◆ Exercise 1 ◆
Answer these from the text on GBUdb:
(a) What three pieces of information represent each IP?
(b) In the Truncate case, what does interrupting the scan save?
(c) In the Auto Panic case, where is the new pattern rule put?
◆ Exercise 2 ◆
Output, word for word, the part of the text on GBUdb that opens with the words containing "- Auto Panic" and closes with "of good encounters.".

◆ Page extract ◆
______________________________

How does GBUdb work (in general)
When a message is processed by SNF the source IP of the message is determined and evaluated by the GBUdb. Then the message is scanned by the pattern matching engine in the usual way.
If the IP is white listed (Good), black listed (Bad), or confidence in the learned behavior of the IP is high then the scan result will be influenced by the GBUdb information. If the GBUdb doesn't have any strong evidence about a given IP then the SNF pattern scanner operates normally.
Some examples
- Caution / Black - If a message fails to match a black SNF pattern rule but the IP is known to be bad then a nonzero result will be returned so that the message will be considered spam. This mode reduces false negatives (leakage).
- White - If a message matches a black SNF pattern rule but the IP is known to be good then the result will be forced to zero (typ) so that the message will not be considered spam. This mode reduces false positives.
Special cases
- Truncate - If the IP is known to be very, very bad, then the SNF pattern scan will be interrupted as soon as the source IP can be determined and a special result code will be returned to indicate that the message was truncated. This saves CPU cycles for other work and improves system throughput. This mode can also reduce leakage since there is no chance that a message coming from a truncated source will fail to match a pattern rule and slip past the scanner.
- Auto Panic - If the IP is known to be good and the SNF pattern scan matches a new black rule then the system will "auto-panic". This causes the new pattern rule to be put into a temporary rule-panic list so that it becomes inert. Telemetry from the system will notify us of the conflict so that we can correct the troublesome rule.
The system is designed so that each individual SNF node retains it's own unique perspective on the IPs it encounters while sharing that information with all other SNF nodes and gathering additional information from them.
What GBUdb knows and learns
Each IP is represented by three pieces of information. These are a type flag, an integer count of bad encounters, and an integer count of good encounters.

______________________________

Referring expression pointing data
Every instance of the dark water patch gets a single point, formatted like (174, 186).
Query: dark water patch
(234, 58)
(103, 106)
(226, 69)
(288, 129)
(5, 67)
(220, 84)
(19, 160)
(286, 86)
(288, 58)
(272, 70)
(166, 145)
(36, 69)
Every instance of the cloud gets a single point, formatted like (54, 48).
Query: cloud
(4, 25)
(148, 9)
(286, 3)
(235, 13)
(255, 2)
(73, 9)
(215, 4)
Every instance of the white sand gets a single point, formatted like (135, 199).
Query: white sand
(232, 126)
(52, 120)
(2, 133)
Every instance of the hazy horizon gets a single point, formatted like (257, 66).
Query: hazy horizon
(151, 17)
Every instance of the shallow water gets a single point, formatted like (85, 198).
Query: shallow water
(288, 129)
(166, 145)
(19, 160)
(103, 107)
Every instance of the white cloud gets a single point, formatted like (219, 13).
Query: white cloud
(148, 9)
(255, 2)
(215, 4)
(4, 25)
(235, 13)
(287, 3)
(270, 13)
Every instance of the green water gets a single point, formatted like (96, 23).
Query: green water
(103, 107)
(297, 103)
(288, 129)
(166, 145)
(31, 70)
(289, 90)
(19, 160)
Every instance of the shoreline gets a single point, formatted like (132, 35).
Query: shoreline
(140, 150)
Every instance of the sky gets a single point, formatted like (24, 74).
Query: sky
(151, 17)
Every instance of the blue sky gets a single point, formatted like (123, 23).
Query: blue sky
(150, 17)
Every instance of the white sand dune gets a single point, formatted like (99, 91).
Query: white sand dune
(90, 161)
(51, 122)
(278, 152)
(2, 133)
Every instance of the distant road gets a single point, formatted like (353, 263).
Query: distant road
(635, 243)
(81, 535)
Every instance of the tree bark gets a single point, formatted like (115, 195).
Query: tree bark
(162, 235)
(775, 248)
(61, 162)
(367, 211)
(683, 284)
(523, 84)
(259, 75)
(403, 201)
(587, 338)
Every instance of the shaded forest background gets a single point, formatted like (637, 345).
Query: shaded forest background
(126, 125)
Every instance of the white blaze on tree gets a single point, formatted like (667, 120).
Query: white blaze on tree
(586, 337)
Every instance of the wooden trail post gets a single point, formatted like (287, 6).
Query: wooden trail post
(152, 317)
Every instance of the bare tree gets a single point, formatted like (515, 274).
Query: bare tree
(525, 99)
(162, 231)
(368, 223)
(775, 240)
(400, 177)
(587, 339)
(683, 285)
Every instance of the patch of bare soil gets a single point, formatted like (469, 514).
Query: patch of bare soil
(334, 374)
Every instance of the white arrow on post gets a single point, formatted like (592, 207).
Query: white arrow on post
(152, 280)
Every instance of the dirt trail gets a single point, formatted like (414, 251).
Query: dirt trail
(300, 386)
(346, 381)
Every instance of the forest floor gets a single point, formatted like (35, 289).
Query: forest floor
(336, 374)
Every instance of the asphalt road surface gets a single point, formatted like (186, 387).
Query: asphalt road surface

______________________________

◆ Response area 1 ◆
(a) A type flag, an integer count of bad encounters, and an integer count of good encounters.
(b) CPU cycles for other work.
(c) Into a temporary rule-panic list.

◆ Response area 2 ◆
- Auto Panic - If the IP is known to be good and the SNF pattern scan matches a new black rule then the system will "auto-panic". This causes the new pattern rule to be put into a temporary rule-panic list so that it becomes inert. Telemetry from the system will notify us of the conflict so that we can correct the troublesome rule.
The system is designed so that each individual SNF node retains it's own unique perspective on the IPs it encounters while sharing that information with all other SNF nodes and gathering additional information from them.
What GBUdb knows and learns
Each IP is represented by three pieces of information. These are a type flag, an integer count of bad encounters, and an integer count of good encounters.